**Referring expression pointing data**
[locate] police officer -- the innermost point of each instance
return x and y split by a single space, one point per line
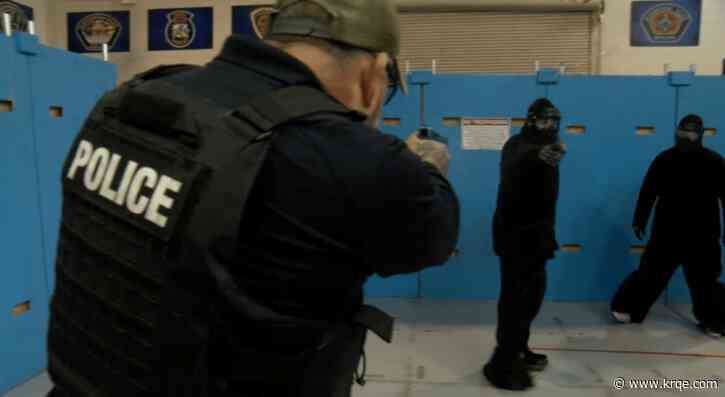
149 302
524 239
688 183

**What you need to do**
Pictures stay out; the records above are otherwise reproduced exactly.

**Exercise answer**
[locate] police officer -- the innermost point of each instance
return x and y split by a single space, one point per line
149 302
524 239
688 183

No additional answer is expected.